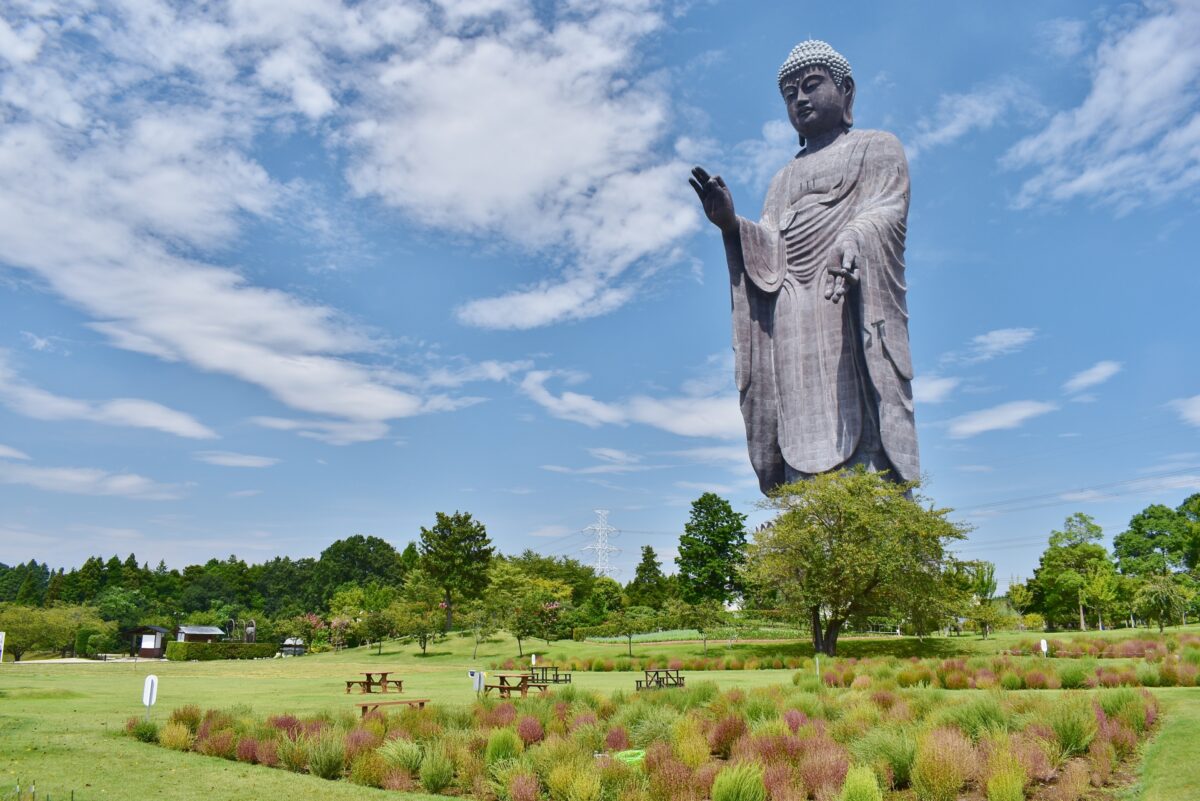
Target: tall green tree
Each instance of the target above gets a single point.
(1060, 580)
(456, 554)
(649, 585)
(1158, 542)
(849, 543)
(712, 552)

* * *

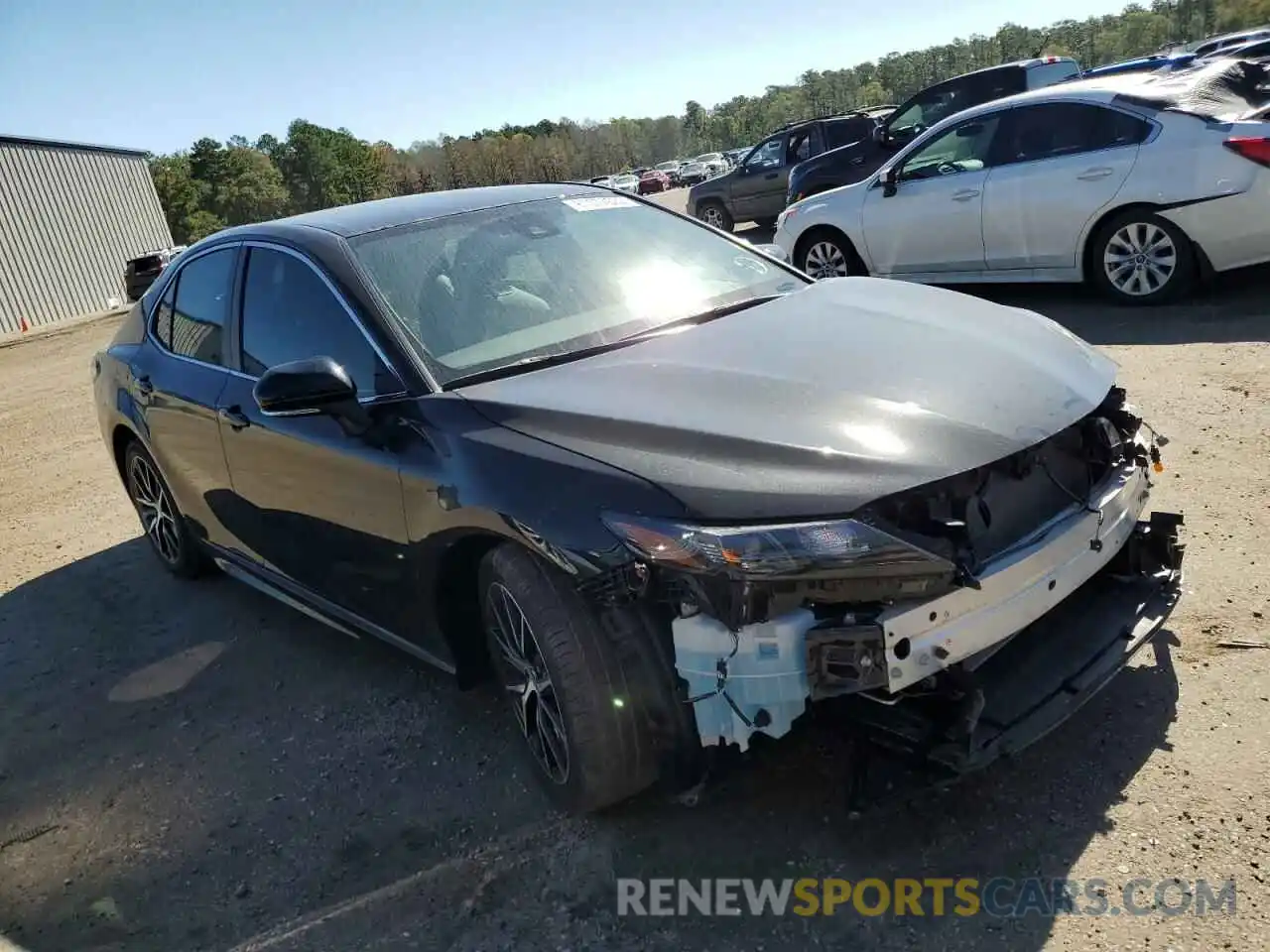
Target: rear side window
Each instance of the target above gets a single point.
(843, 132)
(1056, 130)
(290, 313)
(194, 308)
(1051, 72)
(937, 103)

--

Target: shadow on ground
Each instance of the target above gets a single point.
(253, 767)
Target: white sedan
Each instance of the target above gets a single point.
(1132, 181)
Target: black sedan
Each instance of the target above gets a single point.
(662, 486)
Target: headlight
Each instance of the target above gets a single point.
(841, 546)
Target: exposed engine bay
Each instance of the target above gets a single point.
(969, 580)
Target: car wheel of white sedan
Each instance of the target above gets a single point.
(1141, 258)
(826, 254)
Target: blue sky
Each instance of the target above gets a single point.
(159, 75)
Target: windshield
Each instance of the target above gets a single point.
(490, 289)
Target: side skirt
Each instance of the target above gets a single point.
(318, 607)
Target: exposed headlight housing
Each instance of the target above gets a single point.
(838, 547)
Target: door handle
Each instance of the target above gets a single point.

▶ _Problem details_
Report each line above that contains the word "white", copying the whole line.

▶ _The response_
Target: white sedan
Target: car wheel of white sedan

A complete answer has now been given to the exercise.